[Stored data]
..........
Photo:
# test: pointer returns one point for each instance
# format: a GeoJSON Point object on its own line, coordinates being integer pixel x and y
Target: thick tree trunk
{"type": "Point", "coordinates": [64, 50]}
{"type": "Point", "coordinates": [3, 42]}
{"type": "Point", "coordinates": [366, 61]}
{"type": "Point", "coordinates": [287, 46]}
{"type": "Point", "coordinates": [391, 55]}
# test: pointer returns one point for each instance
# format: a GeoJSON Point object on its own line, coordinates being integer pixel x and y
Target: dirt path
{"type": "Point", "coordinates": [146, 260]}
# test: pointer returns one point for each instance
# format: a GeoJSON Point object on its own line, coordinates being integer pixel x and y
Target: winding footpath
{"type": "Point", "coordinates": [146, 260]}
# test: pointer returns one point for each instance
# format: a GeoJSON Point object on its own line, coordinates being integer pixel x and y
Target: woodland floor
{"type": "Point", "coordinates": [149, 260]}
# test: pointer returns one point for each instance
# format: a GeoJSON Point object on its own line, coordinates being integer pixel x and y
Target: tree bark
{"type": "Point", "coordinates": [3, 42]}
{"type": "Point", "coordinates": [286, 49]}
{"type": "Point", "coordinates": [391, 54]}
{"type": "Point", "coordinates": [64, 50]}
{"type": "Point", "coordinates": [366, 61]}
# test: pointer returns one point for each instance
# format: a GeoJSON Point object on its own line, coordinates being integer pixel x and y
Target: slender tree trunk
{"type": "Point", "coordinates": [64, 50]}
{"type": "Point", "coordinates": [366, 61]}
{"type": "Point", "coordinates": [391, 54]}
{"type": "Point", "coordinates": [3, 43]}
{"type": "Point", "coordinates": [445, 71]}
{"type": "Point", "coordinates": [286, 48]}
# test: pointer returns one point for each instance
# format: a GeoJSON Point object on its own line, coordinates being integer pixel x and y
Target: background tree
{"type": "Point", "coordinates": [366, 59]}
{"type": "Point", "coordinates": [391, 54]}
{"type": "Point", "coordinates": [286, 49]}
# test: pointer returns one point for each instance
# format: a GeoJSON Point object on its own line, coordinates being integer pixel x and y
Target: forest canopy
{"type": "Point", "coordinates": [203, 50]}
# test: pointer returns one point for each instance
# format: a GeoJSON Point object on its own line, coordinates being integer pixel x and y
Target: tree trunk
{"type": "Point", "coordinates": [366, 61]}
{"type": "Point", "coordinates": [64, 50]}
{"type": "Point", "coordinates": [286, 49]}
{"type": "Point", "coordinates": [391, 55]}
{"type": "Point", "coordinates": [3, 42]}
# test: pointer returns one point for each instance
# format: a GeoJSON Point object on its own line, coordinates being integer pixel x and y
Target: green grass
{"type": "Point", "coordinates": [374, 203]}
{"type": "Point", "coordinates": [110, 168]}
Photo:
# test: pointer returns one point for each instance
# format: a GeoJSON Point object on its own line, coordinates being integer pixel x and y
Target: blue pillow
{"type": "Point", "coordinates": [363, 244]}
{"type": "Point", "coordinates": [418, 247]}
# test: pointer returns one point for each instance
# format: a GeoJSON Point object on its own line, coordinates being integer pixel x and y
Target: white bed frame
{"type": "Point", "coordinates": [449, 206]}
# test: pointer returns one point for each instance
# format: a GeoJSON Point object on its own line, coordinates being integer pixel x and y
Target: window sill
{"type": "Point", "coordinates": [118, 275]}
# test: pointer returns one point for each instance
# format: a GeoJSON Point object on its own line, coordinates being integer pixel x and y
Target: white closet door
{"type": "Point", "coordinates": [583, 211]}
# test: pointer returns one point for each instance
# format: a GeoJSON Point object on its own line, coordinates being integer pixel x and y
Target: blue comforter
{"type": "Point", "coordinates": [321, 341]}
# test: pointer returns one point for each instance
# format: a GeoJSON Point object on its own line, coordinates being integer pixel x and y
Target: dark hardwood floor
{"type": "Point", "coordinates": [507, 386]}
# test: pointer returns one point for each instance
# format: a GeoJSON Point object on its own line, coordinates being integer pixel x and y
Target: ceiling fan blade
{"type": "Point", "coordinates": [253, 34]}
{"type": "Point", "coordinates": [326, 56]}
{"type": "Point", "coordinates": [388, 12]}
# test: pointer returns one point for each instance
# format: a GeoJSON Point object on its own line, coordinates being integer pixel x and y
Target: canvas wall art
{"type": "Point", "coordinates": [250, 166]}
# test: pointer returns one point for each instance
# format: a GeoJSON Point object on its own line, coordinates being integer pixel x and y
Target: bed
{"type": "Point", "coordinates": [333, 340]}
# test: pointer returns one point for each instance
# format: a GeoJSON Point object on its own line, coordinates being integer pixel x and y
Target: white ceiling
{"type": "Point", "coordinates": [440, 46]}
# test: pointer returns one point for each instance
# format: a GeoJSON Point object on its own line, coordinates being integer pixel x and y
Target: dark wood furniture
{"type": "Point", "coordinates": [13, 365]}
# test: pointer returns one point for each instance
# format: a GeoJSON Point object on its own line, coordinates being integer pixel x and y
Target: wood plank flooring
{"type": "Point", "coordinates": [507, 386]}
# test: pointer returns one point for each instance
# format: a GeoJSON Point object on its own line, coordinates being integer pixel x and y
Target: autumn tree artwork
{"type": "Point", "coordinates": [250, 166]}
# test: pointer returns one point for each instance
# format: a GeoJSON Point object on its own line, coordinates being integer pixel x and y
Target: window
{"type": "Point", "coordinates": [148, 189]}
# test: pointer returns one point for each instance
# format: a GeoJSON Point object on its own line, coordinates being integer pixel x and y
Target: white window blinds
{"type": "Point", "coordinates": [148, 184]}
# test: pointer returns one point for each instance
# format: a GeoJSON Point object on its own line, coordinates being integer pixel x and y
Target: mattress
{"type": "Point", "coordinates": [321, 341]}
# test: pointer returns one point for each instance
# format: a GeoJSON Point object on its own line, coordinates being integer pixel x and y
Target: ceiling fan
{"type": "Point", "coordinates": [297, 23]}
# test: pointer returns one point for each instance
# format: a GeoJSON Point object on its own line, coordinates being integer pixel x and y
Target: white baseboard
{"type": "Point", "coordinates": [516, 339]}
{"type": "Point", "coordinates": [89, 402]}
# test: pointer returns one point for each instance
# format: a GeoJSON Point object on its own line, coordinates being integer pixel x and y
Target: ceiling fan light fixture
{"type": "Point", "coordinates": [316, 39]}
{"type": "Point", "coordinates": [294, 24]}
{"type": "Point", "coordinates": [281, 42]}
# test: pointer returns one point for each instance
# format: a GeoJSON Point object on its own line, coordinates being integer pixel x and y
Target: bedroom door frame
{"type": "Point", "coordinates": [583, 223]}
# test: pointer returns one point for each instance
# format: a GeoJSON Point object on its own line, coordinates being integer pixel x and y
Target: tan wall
..........
* Given problem
How many lines of the material above contain the string "trunk"? Reply with the number alone.

* Output for this task
3